In this example, the value for dd_level is obtained by calling the env macro with “LEVEL”, which retrieves the value of the LEVEL environment variable. For example, if the environment variable LEVEL is set to info, this configuration would result in setting dd_level to info.

Computational Cost

Very low. It’s a straightforward lookup.

Annotate using Contextual Kubernetes Information

from_k8s(podID string, podAttributeName string) 
  • Input: string, string
  • Output: string

This macro is used to annotate log data with contextual Kubernetes information, such as the deployment name or namespace, which can be vital for understanding the source and the context of the logs when analyzing them or looking for issues in your Kubernetes environment. It returns the attribute value of a K8s pod given a pod id, if the pod id is not found this will return an error.

  - name: transform
    type: log_transform
    transformations:
      - field_path: deployment_name
        operation: upsert
        value: from_k8s(item["pod_id"], "k8s.deployment.name")
      - field_path: namespace
        operation: upsert
        value: from_k8s(item["pod_id"], "k8s.namespace.name")     

In this example:

  • podID string: This is the identifier for the Kubernetes pod from which attributes are to be retrieved: item["pod_id"].
  • podAttributeName string: This is the name of the attribute within the Kubernetes pod you want to retrieve. For example, k8s.deployment.name or k8s.namespace.name would retrieve the deployment name and namespace name of the specified pod respectively.
  • Output: The output is the value of the requested Kubernetes pod attribute as a string.

Available Labels

The following Kubernetes labels are available via the from_k8s CEL macro:

k8s.container.name
k8s.node.name
k8s.namespace.name
k8s.pod.name
k8s.statefulset.name
k8s.daemonset.name
k8s.replicaset.name
k8s.job.name
k8s.cronjob.name
k8s.deployment.name
k8s.pod.labels.{labels} (where {labels} are the unique Pod labels in that cluster)

Computational Cost

High. Requires querying the Kubernetes API which can be computationally expensive especially under high load or in a large Kubernetes cluster.

Parse JSON String Into a Map

json(jsonStr string)

Tasks to complete:
A: In the CEL macro documentation, what does from_k8s return when the pod id it is given cannot be found?
B: Continue the CEL macro documentation from its last line, picking up with the json macro.

Records shown:
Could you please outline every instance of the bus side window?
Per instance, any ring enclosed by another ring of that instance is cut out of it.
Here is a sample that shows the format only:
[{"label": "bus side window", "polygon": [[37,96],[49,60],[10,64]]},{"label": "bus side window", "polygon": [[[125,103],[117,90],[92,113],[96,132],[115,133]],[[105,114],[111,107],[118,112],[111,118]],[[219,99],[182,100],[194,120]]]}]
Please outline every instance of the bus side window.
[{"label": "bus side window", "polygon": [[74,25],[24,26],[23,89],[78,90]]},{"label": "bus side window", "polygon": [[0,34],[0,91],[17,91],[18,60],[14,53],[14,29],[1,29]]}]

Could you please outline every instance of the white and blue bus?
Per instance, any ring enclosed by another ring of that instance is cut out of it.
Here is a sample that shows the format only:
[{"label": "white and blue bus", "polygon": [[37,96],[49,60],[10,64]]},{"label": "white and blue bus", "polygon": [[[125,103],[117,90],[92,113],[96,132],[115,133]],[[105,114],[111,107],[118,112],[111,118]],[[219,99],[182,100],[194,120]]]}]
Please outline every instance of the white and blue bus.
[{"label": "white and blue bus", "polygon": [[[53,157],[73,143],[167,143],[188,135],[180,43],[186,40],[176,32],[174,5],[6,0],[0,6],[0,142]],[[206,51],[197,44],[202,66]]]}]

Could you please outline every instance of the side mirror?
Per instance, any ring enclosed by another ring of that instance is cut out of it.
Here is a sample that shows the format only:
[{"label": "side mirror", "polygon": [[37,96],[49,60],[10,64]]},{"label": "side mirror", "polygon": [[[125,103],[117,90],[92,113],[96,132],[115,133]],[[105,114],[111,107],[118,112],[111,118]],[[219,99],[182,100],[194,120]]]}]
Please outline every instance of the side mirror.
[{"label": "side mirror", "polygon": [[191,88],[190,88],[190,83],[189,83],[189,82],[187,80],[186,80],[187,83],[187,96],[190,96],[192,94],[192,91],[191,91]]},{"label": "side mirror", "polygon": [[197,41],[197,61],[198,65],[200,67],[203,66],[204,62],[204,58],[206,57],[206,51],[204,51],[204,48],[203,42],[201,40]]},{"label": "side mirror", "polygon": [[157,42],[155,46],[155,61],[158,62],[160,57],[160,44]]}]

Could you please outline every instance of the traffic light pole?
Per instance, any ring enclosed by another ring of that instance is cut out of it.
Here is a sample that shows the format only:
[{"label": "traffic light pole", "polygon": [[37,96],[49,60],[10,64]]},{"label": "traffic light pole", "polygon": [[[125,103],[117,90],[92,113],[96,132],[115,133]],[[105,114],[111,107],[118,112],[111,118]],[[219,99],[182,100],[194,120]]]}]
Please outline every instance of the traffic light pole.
--
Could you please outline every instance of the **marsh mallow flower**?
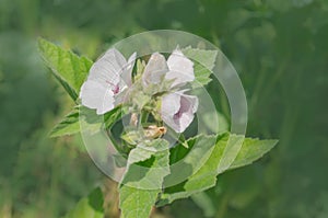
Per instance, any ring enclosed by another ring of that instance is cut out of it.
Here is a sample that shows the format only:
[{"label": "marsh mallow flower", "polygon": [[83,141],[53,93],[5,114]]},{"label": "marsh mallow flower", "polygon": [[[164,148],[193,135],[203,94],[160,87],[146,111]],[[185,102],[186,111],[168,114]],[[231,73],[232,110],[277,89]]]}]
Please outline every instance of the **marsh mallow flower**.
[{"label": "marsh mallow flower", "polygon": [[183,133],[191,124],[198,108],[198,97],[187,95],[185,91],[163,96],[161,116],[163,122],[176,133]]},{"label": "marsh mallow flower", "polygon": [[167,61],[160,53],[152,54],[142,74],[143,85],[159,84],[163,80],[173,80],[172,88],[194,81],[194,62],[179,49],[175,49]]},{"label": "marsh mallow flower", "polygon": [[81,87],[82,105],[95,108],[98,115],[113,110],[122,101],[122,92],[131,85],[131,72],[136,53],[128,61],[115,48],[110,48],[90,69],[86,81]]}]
--
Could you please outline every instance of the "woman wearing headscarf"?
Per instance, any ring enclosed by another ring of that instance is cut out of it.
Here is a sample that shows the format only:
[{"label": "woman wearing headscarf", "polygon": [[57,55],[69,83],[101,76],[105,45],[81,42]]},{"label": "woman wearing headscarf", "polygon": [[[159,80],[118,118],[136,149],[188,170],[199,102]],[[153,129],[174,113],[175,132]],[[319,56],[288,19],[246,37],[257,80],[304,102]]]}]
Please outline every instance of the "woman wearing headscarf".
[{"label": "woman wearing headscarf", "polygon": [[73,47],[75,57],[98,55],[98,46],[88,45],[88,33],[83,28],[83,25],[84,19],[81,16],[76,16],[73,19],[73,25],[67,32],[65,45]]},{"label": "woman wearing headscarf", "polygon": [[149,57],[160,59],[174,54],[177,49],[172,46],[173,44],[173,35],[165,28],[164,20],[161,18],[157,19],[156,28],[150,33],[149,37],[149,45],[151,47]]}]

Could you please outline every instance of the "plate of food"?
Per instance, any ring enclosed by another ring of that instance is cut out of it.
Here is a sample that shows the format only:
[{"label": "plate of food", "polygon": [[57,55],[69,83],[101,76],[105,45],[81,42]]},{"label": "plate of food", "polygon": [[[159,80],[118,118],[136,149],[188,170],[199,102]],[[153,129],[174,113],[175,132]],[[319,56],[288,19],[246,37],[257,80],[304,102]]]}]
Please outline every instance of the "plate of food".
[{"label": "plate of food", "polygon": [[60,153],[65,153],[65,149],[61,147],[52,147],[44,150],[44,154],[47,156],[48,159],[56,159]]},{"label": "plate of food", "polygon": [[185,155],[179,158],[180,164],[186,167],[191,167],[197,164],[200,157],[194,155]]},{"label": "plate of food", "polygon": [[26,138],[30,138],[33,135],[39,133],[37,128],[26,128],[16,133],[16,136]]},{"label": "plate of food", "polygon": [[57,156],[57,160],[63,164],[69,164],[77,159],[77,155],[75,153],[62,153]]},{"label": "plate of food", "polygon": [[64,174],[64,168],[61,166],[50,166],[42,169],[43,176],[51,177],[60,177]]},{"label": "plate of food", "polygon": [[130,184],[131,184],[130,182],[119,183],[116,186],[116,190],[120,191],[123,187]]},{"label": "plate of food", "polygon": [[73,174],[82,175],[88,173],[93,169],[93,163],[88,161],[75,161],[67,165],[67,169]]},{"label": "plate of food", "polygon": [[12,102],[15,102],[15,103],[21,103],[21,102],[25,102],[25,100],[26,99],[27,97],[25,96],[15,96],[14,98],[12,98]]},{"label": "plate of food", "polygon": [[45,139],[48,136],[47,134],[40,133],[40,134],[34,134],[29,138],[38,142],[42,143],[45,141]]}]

Replies:
A: It returns an error.

B:
  • Input: string
  • Output: Map[string]any

The macro is used to parse a JSON-formatted string and convert it into a map, where the map’s keys are strings and the values can be of any type (e.g., string, number, boolean, nested map, etc.). If the JSON string can’t be parsed successfully—an error in the JSON formatting, for example—an error will be returned by the macro.

  - name: resource_transform
    type: resource_transform
    source_field_overrides:
      - field: k8s.container.name
        expression: json(item["body"]).kubernetes.container.name

In this example:

  • field: k8s.container.name: This specifies the field within the source data that should be overridden. In this case, it’s the name of the Kubernetes container.
  • expression: json(item["body"]).kubernetes.container.name: This is the transformation logic or expression used to override the specified field. The expression invokes the JSON macro to parse the JSON string from item[“body”]. then the value associated with the key path kubernetes.container.name is accessed within the resulting map.

Suppose the JSON object in item[“body”] has the structure like the following example (parsed for readability):

{
    "kubernetes": {
        "container": {
            "name": "example-container"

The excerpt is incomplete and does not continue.